This is an action instituted by the plaintiff to replevin $502 in United States currency, which is being held by the Police Property Clerk of the City of New York. It squarely presents the significant problem of whether to apply the doctrine of Mapp v. Ohio (367 U. S. 643 [1961]) in a Civil Court action.
The plaintiff, Leonida Reyes, was arrested on February 1, 1964, in her apartment, for the alleged violation of sections 974, 974-a and 975 of the Penal Law, involving the laws against gambling. The New York City Police Department, in the person of a police officer, undeniably took the currency from plaintiff’s premises and turned it over to the Property Clerk. In the Criminal Court, prosecution upon a motion to suppress the evidence, the search warrant, which the policeman had obtained, was controverted, and the evidence was suppressed. The People were unable to present further evidence and there followed an acquittal in that court on the criminal charges.
*518A demand was made for the return of the currency in the possession of the Police Property Clerk. Upon the subsequent refusal, plaintiff commenced the present action grounded in replevin. At the trial, the plaintiff testified as to the manner of the search and seizure, which was improper, since there was no showing of probable cause, that she had saved the currency in question from her household money, that the $502 had been taken from her handbag and retained by the police officer.
At the close of the testimony by plaintiff, she rested. The defendant sought to introduce the testimony of the police officer. It was essentially the same as that of plaintiff with respect to the search and seizure, except that the officer stated that the currency was found by him in a cardboard box on the kitchen table, together with certain policy slips. Plaintiff objected to the offer of proof by the police officer on the ground that it was based upon an unconstitutional search and seizure, relying upon the case of Mapp v. Ohio (supra). This court reserved decision on that objection, and at this point, sustains the objection and strikes the testimony of the police officer.

*****

Instructions for the task:
Answer these questions using the court opinion above:
1. What amount of currency does the plaintiff seek to replevin?
2. On what date was the plaintiff arrested?
3. According to the police officer, where was the currency found?

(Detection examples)
*****

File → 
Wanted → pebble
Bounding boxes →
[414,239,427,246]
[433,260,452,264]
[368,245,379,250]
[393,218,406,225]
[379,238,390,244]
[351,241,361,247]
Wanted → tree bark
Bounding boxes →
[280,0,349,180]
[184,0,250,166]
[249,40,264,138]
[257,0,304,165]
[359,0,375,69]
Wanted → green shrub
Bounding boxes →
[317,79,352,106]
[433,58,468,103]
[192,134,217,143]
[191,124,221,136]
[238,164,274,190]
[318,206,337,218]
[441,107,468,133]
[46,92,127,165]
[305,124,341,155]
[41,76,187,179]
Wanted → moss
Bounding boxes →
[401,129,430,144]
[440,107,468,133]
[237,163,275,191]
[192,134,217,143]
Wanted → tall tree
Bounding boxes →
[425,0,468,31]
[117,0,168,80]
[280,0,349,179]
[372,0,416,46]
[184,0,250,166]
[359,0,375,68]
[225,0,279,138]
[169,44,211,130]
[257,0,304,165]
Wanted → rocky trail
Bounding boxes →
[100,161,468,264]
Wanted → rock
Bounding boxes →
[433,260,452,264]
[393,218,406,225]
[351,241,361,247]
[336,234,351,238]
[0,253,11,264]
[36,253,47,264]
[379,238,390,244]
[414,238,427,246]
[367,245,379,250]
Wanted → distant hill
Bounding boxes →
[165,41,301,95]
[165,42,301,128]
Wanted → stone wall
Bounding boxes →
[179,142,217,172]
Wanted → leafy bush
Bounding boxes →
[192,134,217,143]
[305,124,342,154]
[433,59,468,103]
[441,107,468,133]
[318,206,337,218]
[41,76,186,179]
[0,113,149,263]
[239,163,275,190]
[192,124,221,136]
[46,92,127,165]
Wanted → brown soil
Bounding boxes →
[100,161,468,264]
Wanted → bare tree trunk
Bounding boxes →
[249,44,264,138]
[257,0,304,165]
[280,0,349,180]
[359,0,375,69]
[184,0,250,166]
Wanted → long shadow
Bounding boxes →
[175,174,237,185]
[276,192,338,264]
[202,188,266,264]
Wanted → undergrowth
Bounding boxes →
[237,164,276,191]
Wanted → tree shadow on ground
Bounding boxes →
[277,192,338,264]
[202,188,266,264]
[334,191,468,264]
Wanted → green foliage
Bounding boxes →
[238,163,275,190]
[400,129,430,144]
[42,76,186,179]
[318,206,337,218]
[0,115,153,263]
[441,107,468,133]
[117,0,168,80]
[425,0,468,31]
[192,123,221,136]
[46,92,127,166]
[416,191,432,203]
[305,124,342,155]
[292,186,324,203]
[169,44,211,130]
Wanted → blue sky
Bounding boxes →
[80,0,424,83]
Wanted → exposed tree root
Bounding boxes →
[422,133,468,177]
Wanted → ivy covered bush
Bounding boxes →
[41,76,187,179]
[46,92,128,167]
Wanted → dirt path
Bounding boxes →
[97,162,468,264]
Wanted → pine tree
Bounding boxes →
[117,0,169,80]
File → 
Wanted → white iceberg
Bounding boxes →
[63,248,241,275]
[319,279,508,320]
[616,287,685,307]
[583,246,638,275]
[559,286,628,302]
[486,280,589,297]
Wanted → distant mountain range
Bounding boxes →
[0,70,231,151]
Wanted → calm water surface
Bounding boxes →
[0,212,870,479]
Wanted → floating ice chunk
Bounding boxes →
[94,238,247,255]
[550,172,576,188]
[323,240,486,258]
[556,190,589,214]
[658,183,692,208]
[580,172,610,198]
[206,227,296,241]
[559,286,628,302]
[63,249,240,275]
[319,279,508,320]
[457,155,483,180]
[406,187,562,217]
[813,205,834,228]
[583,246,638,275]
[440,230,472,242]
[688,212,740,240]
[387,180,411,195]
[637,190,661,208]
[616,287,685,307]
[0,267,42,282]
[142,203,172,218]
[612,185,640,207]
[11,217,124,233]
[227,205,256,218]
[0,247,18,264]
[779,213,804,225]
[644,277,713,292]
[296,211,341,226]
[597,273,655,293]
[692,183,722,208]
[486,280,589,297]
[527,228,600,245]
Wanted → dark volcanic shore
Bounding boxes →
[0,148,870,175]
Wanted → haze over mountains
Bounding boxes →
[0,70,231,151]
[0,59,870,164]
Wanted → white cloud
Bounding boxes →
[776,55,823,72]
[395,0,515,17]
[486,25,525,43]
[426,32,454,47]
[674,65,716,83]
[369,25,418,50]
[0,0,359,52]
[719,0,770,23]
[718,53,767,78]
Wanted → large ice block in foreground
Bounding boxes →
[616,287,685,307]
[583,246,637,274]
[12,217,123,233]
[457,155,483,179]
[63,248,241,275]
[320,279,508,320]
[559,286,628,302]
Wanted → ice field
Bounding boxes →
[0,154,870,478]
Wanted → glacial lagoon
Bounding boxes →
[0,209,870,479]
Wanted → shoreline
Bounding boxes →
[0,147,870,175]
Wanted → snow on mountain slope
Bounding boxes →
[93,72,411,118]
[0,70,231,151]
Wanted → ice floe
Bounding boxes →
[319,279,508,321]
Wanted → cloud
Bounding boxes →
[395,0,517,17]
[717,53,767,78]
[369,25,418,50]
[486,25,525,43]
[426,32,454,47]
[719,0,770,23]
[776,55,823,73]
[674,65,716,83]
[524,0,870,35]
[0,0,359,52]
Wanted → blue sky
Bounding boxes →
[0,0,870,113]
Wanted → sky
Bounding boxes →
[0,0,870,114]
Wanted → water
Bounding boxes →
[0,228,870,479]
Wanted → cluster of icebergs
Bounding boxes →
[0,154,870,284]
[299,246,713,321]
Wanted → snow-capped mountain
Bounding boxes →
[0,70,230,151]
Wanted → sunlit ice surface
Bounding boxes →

*****

Answer to this problem:
1. $502 in United States currency.
2. February 1, 1964.
3. In a cardboard box on the kitchen table, together with certain policy slips.